*AIM OF THE TASK*. Reproduce the Jack Pithey biography word for word, in full.

*SUPPLIED PASSAGE*.
— START —
- Jack William Pithey

Acting President of Rhodesia
- In office 1 November 1978 – 5 March 1979
- Prime Minister: Ian Smith
- Preceded by: Henry Everard
- Succeeded by: Henry Everard

President of the Senate of Rhodesia
- In office 1970 – 1 November 1978
- Preceded by: Office established
- Succeeded by: John Richard Strong

Personal details
- Born: 30 December 1903 Potchefstroom, Transvaal Colony (now North West Province, South Africa)
- Died: 20 November 1984 (aged 80)
- Party: Rhodesian Front
- Spouse: Mary Wood ​(m. 1931)​
- Children: 3, including Tony and David
- Awards: Legion of Merit GLM Independence Commemorative Decoration ICD

= Jack Pithey =

Rhodesian politician

Jack William Pithey (30 December 1903 – 20 November 1984) was a Rhodesian politician who served as the unrecognised state's Acting President between 1 November 1978 and 5 March 1979. He was also the President of the Senate of Rhodesia from 1970 to 1978 having previously been Member of Parliament for the Avondale constituency in north-west Salisbury (now Harare) between 1964 and 1970.
— END —
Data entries
— START —
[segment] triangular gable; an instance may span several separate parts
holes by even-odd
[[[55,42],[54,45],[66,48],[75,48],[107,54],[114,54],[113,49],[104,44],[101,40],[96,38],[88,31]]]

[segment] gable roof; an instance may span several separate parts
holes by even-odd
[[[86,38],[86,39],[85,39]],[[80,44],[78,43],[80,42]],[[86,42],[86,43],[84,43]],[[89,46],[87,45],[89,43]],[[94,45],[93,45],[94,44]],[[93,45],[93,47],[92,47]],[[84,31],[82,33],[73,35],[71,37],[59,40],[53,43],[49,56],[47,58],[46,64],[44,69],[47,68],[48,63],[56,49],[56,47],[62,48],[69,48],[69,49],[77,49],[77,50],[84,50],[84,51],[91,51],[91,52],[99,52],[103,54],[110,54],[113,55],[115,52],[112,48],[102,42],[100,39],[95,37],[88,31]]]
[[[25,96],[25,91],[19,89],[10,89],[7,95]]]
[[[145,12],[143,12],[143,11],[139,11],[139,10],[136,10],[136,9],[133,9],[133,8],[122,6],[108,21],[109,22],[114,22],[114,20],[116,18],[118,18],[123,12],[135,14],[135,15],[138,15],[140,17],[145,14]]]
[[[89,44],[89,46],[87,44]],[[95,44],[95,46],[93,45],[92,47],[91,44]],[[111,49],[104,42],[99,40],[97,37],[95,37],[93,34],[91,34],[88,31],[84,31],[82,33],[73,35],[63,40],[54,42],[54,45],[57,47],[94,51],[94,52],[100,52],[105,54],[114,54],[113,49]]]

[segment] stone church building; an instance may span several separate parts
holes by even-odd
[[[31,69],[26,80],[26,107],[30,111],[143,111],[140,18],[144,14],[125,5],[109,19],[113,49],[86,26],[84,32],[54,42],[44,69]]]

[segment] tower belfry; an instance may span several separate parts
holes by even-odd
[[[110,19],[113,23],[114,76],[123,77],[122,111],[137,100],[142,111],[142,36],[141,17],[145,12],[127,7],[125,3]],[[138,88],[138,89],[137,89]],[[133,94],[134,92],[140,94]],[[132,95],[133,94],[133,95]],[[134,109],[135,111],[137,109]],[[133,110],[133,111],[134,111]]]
— END —
*REPLY*.
- Jack William Pithey

Acting President of Rhodesia
- In office 1 November 1978 – 5 March 1979
- Prime Minister: Ian Smith
- Preceded by: Henry Everard
- Succeeded by: Henry Everard

President of the Senate of Rhodesia
- In office 1970 – 1 November 1978
- Preceded by: Office established
- Succeeded by: John Richard Strong

Personal details
- Born: 30 December 1903 Potchefstroom, Transvaal Colony (now North West Province, South Africa)
- Died: 20 November 1984 (aged 80)
- Party: Rhodesian Front
- Spouse: Mary Wood ​(m. 1931)​
- Children: 3, including Tony and David
- Awards: Legion of Merit GLM Independence Commemorative Decoration ICD

= Jack Pithey =

Rhodesian politician

Jack William Pithey (30 December 1903 – 20 November 1984) was a Rhodesian politician who served as the unrecognised state's Acting President between 1 November 1978 and 5 March 1979. He was also the President of the Senate of Rhodesia from 1970 to 1978 having previously been Member of Parliament for the Avondale constituency in north-west Salisbury (now Harare) between 1964 and 1970.